• **THE PROBLEM**
In the text on Chinoy identity, which two fast-food chains does the writer say the siblings enjoy equally?

Our nation has been and remains a huge melting pot of cultures, where all around us people with similar “Pinoy” identities but are of different ethnicities and nationalities can be seen hobnobbing each other day after day. As I’ve stated before, Chinoys comprise only a minute fraction of this enormous hodgepodge. It is precisely because of this that I am all the more taught to be aware of who I am and of who I must try to become. By taking care of our Chinese identity, I realized that we gave ourselves a sense of individuality in this vast “Pinoy” sea. Since in our everyday lives we interact with myriad people, some of whom may be worlds different from us, our opinions, ideas and beliefs are greatly influenced, which in turn may also influence who we are and who we perceive ourselves to be. Steadfastly holding on to a true identity does not easily permit that.

But still we are Chinoy, and because of this our parents also wanted us to grow up enjoying our freer, other “Pinoy” side, supplementing our Chinese identity and completing our overall Chinoy identity. We are devout Catholics. My siblings and I enjoy Jollibee as much as we enjoy Chowking. We listen to pop music as much as classical Chinese songs, and tales of Maria Makiling and Juan Tamad are very much present in our lives. This is because my parents, inasmuch as they wanted us to retain this distinct Chinese identity, do not limit us there; rather, they allow us to observe and experience things from a perspective that is truly “Chinoy” – one that encompasses both “Pinoy” and Chinese points of view, one that is uniquely ours and theirs as well. This way, we are able to expand our horizons and enrich our knowledge and culture from both sides of the fence.

• **AVAILABLE DATA**
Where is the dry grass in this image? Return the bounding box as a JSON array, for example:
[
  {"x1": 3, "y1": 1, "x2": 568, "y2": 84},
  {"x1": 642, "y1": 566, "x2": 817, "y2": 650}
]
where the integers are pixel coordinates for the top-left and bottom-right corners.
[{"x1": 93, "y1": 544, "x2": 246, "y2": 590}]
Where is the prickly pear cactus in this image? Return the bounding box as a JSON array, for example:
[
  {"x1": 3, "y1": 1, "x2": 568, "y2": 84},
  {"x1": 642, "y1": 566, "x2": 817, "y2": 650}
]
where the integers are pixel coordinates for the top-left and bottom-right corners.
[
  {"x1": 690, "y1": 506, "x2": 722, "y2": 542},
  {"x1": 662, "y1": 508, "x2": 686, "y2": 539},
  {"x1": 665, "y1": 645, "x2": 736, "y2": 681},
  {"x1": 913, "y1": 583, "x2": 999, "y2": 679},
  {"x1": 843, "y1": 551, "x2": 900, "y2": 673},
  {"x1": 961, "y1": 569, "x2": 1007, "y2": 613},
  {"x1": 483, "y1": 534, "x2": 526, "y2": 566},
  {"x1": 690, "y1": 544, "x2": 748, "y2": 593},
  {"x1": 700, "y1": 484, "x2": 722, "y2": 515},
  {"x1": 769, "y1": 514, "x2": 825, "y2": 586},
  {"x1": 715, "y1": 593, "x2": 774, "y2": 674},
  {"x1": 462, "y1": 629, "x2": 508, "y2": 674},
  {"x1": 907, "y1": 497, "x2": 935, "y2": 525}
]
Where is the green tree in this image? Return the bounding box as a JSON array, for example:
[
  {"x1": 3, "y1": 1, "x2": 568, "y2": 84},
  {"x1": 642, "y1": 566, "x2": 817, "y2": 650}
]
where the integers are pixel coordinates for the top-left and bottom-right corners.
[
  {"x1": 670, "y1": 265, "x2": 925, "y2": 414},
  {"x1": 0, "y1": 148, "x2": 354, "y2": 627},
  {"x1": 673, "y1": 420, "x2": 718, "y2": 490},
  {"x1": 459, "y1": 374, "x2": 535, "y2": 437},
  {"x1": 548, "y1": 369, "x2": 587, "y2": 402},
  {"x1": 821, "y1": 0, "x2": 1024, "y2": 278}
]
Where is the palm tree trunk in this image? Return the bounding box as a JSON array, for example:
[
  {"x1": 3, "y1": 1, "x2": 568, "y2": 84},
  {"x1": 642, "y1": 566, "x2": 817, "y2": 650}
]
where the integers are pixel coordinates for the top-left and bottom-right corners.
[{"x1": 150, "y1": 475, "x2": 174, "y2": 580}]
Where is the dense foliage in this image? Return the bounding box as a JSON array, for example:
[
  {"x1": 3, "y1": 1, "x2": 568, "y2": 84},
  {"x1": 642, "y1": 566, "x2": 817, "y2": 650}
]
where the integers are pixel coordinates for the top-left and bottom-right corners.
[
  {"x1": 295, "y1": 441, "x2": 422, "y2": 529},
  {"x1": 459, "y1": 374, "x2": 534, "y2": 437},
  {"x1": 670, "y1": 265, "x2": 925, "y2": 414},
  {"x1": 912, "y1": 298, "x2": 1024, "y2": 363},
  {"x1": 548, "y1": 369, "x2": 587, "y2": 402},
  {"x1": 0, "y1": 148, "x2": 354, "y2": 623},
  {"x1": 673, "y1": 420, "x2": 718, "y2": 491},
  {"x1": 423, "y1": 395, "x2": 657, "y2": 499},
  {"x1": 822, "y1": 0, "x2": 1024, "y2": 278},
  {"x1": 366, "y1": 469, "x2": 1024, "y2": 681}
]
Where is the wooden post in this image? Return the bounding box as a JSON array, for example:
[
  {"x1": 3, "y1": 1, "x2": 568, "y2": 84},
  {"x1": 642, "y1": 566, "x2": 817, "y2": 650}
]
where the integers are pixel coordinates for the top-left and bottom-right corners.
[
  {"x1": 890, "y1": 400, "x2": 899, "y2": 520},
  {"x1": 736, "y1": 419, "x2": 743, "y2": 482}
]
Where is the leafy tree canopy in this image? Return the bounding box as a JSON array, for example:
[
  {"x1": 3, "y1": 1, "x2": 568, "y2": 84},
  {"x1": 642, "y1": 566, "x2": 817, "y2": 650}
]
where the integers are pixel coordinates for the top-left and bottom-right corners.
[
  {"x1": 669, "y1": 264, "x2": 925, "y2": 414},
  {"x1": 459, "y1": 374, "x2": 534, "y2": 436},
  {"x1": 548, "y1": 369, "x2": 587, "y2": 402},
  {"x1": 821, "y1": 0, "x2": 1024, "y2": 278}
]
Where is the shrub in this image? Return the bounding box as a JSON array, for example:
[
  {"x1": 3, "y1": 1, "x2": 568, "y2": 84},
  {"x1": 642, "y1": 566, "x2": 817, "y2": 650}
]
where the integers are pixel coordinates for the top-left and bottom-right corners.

• **RESULT**
Jollibee and Chowking.